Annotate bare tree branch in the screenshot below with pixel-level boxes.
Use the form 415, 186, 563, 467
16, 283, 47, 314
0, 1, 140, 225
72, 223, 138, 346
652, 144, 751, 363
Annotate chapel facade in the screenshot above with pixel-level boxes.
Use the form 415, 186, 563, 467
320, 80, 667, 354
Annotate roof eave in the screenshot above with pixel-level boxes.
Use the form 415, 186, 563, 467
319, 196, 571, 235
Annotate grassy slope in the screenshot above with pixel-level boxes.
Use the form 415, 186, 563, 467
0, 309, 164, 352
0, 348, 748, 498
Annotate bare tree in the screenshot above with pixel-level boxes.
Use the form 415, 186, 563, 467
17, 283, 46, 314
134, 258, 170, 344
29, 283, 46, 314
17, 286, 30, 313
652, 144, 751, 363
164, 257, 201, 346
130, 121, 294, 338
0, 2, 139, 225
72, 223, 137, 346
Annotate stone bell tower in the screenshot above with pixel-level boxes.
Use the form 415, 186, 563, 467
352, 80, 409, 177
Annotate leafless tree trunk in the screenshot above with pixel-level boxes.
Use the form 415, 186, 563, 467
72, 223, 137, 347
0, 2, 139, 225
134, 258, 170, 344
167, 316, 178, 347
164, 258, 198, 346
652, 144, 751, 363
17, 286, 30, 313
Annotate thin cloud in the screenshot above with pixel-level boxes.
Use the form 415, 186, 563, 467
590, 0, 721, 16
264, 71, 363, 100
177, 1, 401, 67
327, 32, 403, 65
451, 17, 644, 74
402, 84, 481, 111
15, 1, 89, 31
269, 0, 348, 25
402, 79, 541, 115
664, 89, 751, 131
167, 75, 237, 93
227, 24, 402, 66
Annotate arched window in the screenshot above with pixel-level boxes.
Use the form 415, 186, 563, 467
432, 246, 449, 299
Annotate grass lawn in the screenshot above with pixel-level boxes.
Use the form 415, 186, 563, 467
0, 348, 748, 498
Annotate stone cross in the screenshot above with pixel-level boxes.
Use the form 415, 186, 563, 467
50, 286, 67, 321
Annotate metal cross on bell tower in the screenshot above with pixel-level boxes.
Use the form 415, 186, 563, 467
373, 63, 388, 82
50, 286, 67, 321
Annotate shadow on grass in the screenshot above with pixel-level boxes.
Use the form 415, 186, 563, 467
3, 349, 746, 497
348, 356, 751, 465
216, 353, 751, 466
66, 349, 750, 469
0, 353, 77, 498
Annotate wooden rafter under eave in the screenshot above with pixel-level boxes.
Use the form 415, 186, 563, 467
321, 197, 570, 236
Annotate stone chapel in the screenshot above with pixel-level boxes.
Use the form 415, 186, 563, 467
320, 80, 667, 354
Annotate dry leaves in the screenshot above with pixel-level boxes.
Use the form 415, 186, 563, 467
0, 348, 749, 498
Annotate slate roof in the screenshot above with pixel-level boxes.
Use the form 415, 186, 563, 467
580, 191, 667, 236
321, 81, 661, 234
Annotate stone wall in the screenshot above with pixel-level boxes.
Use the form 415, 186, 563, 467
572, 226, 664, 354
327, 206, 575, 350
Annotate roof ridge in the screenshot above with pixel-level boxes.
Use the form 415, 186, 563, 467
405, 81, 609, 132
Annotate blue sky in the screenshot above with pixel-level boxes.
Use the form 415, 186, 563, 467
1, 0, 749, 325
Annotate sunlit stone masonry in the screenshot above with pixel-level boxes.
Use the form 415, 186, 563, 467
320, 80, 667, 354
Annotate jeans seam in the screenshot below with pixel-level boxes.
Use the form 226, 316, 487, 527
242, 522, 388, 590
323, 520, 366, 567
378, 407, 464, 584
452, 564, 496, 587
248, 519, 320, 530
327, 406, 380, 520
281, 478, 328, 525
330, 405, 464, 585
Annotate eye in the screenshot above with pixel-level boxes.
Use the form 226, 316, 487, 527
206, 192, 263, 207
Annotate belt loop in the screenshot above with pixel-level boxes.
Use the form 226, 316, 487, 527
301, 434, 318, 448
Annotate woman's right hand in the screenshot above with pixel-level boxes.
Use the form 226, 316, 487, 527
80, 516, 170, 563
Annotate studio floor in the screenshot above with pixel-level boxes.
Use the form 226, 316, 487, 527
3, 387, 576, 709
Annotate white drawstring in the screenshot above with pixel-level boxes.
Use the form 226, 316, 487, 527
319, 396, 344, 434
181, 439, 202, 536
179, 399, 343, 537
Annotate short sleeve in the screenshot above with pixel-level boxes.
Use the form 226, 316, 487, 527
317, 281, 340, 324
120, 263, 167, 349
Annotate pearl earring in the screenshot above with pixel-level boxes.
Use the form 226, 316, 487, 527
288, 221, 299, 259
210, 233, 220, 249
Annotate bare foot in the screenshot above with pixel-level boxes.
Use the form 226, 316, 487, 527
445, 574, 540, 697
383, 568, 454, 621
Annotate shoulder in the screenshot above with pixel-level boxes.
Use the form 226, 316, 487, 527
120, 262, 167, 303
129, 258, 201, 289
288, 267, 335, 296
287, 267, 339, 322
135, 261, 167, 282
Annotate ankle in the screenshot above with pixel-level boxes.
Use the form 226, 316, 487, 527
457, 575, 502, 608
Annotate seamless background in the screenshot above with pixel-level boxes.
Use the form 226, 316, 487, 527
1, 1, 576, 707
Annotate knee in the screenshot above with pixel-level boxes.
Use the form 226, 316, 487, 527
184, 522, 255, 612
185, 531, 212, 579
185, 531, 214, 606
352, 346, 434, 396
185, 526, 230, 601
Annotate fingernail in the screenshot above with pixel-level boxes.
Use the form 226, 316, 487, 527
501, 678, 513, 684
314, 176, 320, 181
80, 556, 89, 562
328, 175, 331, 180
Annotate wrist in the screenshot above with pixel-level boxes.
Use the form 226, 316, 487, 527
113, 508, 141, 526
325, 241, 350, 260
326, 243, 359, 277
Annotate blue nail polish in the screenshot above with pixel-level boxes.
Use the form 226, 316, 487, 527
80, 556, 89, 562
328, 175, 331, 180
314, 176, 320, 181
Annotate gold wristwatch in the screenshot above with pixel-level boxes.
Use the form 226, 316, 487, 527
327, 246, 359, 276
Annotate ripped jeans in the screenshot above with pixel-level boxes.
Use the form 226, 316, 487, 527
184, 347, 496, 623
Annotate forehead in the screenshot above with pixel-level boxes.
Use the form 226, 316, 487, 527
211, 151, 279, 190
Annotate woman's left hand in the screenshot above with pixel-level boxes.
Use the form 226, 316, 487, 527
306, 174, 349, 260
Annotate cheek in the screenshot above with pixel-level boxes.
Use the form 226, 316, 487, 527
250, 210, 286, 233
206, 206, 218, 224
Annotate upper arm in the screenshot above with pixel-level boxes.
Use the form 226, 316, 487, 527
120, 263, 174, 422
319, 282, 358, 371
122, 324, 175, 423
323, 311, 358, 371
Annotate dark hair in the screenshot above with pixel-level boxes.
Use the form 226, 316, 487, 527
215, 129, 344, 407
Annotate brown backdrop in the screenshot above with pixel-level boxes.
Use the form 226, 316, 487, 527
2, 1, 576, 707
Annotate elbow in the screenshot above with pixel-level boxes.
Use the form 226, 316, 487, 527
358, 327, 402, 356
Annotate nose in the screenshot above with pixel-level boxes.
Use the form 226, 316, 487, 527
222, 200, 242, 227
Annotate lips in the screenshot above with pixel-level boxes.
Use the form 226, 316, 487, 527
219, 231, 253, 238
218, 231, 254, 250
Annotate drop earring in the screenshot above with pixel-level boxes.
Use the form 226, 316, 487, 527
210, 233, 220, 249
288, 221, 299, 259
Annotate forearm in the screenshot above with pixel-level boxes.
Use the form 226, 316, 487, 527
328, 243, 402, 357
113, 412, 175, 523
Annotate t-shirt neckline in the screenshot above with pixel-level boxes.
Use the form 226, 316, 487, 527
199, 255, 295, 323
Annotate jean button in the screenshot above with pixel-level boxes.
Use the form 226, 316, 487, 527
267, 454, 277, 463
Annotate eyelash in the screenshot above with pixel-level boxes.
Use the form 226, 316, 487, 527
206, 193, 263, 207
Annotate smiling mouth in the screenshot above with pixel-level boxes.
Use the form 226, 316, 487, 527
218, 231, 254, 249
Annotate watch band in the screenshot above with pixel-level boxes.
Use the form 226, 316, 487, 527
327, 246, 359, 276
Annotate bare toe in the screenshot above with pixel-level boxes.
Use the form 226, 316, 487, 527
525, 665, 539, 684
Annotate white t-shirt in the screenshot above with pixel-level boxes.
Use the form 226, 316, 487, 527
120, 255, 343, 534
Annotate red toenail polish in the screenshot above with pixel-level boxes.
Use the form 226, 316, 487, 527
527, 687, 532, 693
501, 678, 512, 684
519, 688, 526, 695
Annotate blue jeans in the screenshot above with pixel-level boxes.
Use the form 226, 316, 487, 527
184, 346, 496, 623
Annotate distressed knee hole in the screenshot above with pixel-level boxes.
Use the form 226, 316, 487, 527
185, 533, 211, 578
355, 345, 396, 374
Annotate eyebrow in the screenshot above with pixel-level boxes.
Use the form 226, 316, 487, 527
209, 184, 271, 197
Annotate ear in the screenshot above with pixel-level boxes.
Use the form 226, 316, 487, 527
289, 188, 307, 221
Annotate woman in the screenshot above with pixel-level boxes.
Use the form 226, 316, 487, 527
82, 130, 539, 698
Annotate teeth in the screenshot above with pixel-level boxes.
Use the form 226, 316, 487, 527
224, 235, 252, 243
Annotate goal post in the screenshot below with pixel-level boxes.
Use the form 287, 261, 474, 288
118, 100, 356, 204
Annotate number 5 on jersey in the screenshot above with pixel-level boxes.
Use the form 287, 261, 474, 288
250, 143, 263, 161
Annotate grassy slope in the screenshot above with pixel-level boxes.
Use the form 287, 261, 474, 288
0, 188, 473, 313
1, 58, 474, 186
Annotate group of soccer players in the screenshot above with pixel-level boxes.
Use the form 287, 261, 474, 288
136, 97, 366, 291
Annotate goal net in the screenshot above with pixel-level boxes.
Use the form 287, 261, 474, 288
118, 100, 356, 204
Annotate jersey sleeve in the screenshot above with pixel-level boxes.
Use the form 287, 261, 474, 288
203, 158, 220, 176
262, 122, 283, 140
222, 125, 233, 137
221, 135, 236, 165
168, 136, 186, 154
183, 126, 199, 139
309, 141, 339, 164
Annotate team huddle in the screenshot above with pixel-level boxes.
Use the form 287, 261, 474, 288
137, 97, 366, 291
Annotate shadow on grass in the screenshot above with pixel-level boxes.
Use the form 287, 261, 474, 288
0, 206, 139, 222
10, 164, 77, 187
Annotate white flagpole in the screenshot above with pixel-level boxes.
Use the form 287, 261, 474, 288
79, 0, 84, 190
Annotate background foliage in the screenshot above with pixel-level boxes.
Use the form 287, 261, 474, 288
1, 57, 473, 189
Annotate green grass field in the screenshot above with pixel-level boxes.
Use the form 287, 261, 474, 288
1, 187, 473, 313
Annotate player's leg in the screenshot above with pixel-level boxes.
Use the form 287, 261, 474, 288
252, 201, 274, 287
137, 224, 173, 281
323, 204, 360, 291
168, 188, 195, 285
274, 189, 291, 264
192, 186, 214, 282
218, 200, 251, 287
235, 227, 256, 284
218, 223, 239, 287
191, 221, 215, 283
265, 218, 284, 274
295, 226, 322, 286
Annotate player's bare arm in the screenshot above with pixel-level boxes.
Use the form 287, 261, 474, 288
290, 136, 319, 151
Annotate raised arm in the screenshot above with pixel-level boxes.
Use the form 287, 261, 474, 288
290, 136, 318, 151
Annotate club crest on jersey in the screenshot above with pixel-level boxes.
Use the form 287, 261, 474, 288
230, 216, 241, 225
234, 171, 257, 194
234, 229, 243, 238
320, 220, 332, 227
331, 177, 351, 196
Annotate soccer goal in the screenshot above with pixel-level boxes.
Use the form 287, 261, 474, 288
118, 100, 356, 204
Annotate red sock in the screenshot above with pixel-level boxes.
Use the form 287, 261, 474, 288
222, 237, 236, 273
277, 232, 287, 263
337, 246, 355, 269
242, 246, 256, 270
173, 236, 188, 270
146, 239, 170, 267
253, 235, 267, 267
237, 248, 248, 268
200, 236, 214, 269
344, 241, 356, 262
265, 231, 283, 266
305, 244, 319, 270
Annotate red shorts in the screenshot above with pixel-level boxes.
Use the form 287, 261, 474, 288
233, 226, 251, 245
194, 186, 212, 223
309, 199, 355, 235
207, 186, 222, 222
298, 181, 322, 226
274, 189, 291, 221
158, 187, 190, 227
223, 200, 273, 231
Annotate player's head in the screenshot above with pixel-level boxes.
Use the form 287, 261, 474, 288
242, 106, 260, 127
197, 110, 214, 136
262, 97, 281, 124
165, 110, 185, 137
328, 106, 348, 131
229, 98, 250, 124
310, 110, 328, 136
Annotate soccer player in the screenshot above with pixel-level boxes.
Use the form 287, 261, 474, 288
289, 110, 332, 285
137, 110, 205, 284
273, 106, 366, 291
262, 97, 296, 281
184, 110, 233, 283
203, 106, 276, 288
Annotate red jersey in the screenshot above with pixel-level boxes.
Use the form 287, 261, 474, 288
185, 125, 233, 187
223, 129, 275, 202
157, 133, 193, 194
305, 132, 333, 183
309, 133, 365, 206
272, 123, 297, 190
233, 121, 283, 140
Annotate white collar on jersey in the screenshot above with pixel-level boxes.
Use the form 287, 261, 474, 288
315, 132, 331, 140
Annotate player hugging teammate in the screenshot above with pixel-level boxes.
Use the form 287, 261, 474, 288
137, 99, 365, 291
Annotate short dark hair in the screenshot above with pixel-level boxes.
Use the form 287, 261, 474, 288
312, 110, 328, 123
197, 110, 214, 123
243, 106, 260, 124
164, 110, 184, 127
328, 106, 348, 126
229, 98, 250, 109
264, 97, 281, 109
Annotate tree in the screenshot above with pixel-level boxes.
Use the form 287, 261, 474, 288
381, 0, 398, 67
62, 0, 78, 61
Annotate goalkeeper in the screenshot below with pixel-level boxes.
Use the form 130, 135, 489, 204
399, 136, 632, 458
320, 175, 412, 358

▶ [Task item]
From the material above, copy out every line bearing the string "dark".

▶ [Completed task]
Annotate dark hair in the screenshot above with pixel-level boxes.
Annotate short dark hair in the screenshot above with pixel-level boxes.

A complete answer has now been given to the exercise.